* [What to do]
1. From the post on the Hoffman-Wielandt inequality, copy the part that opens with the words containing "Normal matrices. A" and closes with "is never normal.".
2. Answer these questions using the post on the Hoffman-Wielandt inequality:
(a) How does the author describe the Hoffman-Wielandt inequality?
(b) What equation defines a normal matrix?
(c) Which two kinds of matrices are said to always be normal?

* [Article]
The Hoffman-Wielandt inequality is one of my favorite spectral inequalities in linear algebra. Before stating it, let us recall some basic concepts and objects.

Normal matrices. A matrix ${A\in\mathcal{M}_{n,n}(\mathbb{C})}$ is normal when ${AA^*=A^*A}$, where ${A^*}$ is its conjugate-transpose. This is equivalent to say that there exists a unitary matrix ${U}$ such that ${UAU^*}$ is diagonal (and the diagonal elements are precisely the eigenvalues of ${A}$). Every Hermitian and every unitary matrix is normal. A nilpotent matrix is never normal.

* [Dataset excerpts]
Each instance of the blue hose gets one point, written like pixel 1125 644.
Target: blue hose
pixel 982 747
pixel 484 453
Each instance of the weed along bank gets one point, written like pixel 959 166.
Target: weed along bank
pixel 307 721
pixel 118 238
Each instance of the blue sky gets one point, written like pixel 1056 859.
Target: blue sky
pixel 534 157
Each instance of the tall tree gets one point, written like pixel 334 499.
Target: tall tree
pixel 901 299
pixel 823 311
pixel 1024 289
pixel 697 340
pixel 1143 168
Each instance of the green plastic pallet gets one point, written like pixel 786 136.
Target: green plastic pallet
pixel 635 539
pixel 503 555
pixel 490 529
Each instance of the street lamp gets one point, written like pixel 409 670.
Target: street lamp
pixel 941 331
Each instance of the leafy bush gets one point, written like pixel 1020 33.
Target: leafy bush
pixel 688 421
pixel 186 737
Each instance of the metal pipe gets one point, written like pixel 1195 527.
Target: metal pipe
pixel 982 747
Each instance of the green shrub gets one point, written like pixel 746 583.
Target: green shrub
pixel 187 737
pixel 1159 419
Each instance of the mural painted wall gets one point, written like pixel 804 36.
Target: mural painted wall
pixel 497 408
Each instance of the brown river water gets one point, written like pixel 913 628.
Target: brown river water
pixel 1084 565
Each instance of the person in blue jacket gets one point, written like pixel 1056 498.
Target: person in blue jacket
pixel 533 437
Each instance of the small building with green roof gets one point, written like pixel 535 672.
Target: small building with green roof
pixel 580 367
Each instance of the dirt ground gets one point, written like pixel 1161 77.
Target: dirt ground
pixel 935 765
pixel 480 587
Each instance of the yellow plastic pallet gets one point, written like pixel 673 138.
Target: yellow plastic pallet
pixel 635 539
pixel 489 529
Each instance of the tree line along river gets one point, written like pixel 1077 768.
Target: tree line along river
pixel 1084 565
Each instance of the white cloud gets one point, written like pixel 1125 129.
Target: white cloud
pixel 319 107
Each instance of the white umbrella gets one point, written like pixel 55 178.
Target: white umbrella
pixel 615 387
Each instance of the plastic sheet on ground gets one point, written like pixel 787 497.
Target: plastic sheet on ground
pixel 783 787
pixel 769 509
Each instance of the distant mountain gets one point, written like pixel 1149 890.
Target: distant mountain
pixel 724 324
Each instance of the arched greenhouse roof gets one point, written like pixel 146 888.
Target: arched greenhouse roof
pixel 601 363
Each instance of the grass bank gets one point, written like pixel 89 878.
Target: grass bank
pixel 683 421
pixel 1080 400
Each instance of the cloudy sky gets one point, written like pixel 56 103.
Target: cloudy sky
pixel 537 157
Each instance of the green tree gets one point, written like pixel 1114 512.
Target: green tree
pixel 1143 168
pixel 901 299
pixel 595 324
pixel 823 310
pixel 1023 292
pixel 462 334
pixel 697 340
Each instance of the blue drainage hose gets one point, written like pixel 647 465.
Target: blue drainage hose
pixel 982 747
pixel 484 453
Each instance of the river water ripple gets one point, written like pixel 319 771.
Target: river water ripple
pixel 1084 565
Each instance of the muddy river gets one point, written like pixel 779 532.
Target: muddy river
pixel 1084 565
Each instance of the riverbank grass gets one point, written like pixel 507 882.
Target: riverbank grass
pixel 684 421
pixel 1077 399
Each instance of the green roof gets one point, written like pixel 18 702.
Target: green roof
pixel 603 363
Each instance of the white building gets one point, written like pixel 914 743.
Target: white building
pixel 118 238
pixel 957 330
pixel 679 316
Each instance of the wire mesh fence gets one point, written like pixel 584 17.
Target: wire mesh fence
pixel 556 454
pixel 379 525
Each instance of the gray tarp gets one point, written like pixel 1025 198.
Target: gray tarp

* [Per-task answers]
1.
Normal matrices. A matrix ${A\in\mathcal{M}_{n,n}(\mathbb{C})}$ is normal when ${AA^*=A^*A}$, where ${A^*}$ is its conjugate-transpose. This is equivalent to say that there exists a unitary matrix ${U}$ such that ${UAU^*}$ is diagonal (and the diagonal elements are precisely the eigenvalues of ${A}$). Every Hermitian and every unitary matrix is normal. A nilpotent matrix is never normal.

2.
(a) One of the author's favorite spectral inequalities in linear algebra.
(b) AA* = A*A, where A* is the conjugate-transpose of A.
(c) Hermitian matrices and unitary matrices.